▶ **Gegevensuittreksel**
# # # # # # #

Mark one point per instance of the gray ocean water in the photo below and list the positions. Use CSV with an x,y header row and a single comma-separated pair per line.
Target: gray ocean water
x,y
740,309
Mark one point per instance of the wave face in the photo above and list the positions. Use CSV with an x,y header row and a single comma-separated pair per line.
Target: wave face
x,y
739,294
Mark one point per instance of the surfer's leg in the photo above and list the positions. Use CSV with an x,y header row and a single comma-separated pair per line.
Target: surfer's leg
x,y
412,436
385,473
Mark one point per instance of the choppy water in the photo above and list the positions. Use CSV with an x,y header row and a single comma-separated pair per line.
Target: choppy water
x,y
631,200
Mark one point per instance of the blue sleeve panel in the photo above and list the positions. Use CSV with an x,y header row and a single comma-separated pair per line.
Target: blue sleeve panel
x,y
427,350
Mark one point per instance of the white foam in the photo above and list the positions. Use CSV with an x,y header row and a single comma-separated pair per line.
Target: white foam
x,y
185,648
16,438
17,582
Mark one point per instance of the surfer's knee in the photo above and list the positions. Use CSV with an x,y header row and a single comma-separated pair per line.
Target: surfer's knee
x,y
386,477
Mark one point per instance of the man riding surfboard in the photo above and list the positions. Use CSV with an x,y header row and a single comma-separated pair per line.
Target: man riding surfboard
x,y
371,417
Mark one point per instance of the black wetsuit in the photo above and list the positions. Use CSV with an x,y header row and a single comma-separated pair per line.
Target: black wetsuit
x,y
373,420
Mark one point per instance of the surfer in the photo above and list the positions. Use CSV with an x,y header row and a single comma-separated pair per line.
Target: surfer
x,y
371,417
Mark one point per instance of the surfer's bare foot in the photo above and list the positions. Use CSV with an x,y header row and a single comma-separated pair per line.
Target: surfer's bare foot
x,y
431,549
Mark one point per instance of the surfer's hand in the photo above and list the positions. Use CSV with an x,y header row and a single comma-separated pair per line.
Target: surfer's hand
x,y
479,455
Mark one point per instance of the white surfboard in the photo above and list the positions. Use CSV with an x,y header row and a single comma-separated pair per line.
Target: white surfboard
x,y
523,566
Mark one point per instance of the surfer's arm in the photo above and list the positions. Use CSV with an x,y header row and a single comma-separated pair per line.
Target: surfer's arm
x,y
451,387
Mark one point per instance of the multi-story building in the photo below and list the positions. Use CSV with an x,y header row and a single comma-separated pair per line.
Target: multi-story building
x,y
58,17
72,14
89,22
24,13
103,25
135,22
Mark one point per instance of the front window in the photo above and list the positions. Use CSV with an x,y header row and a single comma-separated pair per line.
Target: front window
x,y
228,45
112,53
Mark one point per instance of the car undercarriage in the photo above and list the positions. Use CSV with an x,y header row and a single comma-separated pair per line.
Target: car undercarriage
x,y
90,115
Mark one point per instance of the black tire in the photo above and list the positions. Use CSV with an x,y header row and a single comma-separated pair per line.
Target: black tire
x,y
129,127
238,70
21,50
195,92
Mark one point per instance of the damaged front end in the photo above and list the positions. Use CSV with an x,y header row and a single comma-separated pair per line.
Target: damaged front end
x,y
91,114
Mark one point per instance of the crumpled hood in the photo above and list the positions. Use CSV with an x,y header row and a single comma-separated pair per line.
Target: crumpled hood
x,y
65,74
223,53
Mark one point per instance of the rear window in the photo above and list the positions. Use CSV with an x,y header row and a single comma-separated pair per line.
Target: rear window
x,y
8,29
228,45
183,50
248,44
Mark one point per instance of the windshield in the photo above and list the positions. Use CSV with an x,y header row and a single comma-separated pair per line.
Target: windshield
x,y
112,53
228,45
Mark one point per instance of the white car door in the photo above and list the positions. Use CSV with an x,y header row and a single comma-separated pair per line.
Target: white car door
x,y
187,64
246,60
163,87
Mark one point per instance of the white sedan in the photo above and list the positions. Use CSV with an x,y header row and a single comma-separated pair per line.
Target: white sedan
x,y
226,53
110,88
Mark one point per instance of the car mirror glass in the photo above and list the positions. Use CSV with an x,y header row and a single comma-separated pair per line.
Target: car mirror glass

# # # # # # #

▶ **Doel**
Schrijf het gedeelte dat begint bij de regel met "Mark one point per instance of the damaged" en doorloopt tot het einde van de items opnieuw uit, en verwissel daarin "crumpled hood" voor "dented hood". Laat al het andere ongewijzigd.

▶ **Schriftelijk antwoord**
Mark one point per instance of the damaged front end in the photo above and list the positions. Use CSV with an x,y header row and a single comma-separated pair per line.
Target: damaged front end
x,y
91,114
Mark one point per instance of the dented hood in the photo above and list the positions. Use CSV with an x,y header row and a single comma-separated pair per line.
Target: dented hood
x,y
65,74
223,53
Mark one point per instance of the rear window in the photo above and list the positions. Use CSV with an x,y header row and a single comma-separated pair per line.
Target: rear window
x,y
8,29
228,45
183,50
248,44
Mark one point per instance of the windshield in the photo above and list the positions. Use CSV with an x,y header row and a single comma-separated pair per line.
Target: windshield
x,y
112,53
228,45
Mark one point per instance of the white car door in the photo above and list the positions. Use CSV with an x,y header row and a single comma-separated pair per line.
Target: white car door
x,y
187,64
246,60
163,87
Mark one point per instance of the white sedan in the photo above and list the positions. Use CSV with an x,y header row and a single comma-separated pair per line.
Target: white sedan
x,y
226,53
110,88
Mark one point per instance of the car mirror glass in the photo above and list the positions. Use CSV with an x,y header row and a single comma-separated pair per line.
Target: car mirror glass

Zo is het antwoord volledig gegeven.